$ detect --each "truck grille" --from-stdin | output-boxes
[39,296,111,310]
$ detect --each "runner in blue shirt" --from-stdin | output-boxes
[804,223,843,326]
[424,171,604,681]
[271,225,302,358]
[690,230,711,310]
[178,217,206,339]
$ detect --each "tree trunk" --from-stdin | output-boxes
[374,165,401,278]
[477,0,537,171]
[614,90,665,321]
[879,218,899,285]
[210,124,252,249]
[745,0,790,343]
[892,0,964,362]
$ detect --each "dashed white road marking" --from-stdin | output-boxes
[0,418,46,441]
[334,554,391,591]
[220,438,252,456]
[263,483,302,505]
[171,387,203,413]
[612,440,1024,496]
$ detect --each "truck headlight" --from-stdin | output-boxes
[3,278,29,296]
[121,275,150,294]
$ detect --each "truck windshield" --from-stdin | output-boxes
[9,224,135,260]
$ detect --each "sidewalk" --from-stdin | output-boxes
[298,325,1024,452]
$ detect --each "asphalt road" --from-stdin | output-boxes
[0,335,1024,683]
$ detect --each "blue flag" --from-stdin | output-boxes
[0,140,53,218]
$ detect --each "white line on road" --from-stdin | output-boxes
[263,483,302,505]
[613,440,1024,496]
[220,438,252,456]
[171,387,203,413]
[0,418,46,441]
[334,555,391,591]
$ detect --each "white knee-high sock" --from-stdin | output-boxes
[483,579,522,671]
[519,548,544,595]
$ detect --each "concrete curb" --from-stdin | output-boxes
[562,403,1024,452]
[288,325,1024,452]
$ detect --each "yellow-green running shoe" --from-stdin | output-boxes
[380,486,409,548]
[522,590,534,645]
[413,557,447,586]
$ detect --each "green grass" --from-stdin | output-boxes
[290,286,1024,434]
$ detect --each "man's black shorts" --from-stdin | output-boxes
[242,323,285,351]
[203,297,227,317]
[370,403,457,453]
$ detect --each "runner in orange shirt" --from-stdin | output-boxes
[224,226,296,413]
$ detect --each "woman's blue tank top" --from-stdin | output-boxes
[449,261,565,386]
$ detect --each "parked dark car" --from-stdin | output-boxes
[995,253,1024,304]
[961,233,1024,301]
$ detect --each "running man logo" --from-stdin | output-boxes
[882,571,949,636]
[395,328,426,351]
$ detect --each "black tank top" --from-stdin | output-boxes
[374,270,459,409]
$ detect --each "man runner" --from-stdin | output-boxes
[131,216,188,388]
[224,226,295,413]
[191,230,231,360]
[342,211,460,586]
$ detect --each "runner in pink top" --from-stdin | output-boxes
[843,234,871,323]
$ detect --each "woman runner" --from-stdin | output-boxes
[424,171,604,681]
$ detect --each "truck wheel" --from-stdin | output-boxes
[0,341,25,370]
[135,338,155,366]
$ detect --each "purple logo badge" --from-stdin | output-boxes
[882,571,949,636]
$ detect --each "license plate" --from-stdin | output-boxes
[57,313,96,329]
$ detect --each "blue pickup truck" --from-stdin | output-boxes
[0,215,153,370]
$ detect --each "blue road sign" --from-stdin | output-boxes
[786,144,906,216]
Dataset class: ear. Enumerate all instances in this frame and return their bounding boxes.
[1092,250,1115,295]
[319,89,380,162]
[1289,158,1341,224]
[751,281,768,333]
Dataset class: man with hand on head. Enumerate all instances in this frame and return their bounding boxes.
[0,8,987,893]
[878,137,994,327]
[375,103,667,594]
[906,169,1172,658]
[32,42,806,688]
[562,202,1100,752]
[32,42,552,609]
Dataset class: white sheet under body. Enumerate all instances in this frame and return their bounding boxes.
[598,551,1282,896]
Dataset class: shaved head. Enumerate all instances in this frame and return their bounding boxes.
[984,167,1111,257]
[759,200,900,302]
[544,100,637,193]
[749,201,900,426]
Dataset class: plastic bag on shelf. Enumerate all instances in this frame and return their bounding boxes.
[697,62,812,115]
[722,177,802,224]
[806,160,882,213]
==================================================
> [Your task]
Reproduce every one of the items above, substituting "image" for each occurrence of "frame" and leaving all other text unchanged.

> [Response to the exercise]
$ detect --each "truck grille" --from-stdin | output-boxes
[39,296,111,310]
$ detect --each "runner in blue shirt" --from-stdin | output-boxes
[804,223,843,326]
[424,171,604,681]
[271,225,302,358]
[690,230,711,310]
[178,217,206,339]
$ detect --each "tree trunk" --from-stdin | output-boxes
[374,165,401,278]
[477,0,537,171]
[614,90,665,321]
[879,218,899,285]
[210,124,252,249]
[745,0,790,343]
[892,0,964,362]
$ detect --each "dashed white road marking" --from-stdin | output-boxes
[0,418,46,441]
[334,554,391,591]
[220,438,252,456]
[263,483,302,505]
[171,387,203,413]
[612,440,1024,496]
$ detect --each "truck headlight" --from-stdin | output-boxes
[3,278,29,296]
[121,275,150,294]
$ detect --each "truck windshield" --from-stdin | output-boxes
[9,224,135,260]
$ detect --each "sidewalk" --from-stdin | output-boxes
[298,325,1024,452]
$ detect --each "asphalt road" --from-stdin | output-boxes
[0,335,1024,683]
$ detect --each "blue flag" --from-stdin | output-boxes
[0,140,53,218]
$ detect --each "white line on road" --from-stdin | output-boxes
[263,483,302,505]
[613,440,1024,496]
[220,438,252,456]
[171,387,203,413]
[0,418,46,441]
[334,555,391,591]
$ detect --each "white knee-high sock" --from-stdin | output-boxes
[483,579,522,671]
[519,548,544,595]
$ detect --each "concrete curb" --from-stdin | output-boxes
[562,403,1024,452]
[288,325,1024,452]
$ detect --each "yellow-green running shoe" --from-stdin | output-boxes
[380,486,409,548]
[522,590,534,645]
[413,557,447,586]
$ detect --each "green grass" --from-stdin | output-boxes
[290,286,1024,434]
$ detect --each "man's black shorts" --from-stdin | output-boxes
[242,323,285,351]
[203,297,227,317]
[370,403,457,453]
$ detect --each "runner in orange shirt" --from-stdin | output-boxes
[224,226,296,413]
$ detect --each "woman's blue tank top" --from-stdin | output-boxes
[449,261,565,386]
$ detect --each "parked dark car" --from-stdin | output-boxes
[995,253,1024,304]
[961,233,1024,301]
$ detect --each "running man logo" --from-stdin | output-boxes
[882,571,949,636]
[395,328,426,351]
$ detect --each "black tank top" --from-stdin | output-boxes
[374,270,459,409]
$ detect --each "man runner" --from-stdin | output-boxes
[131,216,188,388]
[224,226,295,413]
[191,230,231,360]
[342,211,460,586]
$ detect --each "runner in pink top" --from-stdin | output-boxes
[843,234,871,323]
$ detect --each "woman runner" --from-stdin | output-boxes
[424,171,604,681]
$ detect --each "truck wheel" --from-stdin | output-boxes
[0,341,25,370]
[135,338,155,366]
$ detect --each "purple logo badge" --from-stdin | output-boxes
[882,571,949,636]
$ detect --each "license plate" --from-stdin | output-boxes
[57,313,96,329]
$ detect --each "blue pickup truck" --from-stdin | output-boxes
[0,215,153,370]
$ detect --each "blue road sign" --from-stdin | output-boxes
[786,144,906,216]
Dataset class: ear. Enumerate all instances in this image and return their bounding boxes.
[1092,250,1115,295]
[319,89,380,162]
[1289,158,1341,224]
[751,281,768,333]
Dataset class: man with hand on head. Enumerate all instances in this image and return their bounding boxes.
[0,8,987,893]
[878,137,994,327]
[375,103,667,594]
[906,169,1172,658]
[32,42,806,688]
[562,202,1100,752]
[32,42,552,609]
Dataset class: white sheet under body. Enumerate all instances in this image and return their bounding boxes.
[598,551,1282,896]
Dataset class: shaved head. Enumerate all instances in this image and return their bounding boxes.
[984,167,1111,257]
[759,200,900,302]
[544,100,637,193]
[749,201,900,426]
Dataset class: plastic bag on shelf. Enumerate all instances in this image and return their bounding boxes.
[697,62,812,115]
[722,177,802,224]
[806,160,882,213]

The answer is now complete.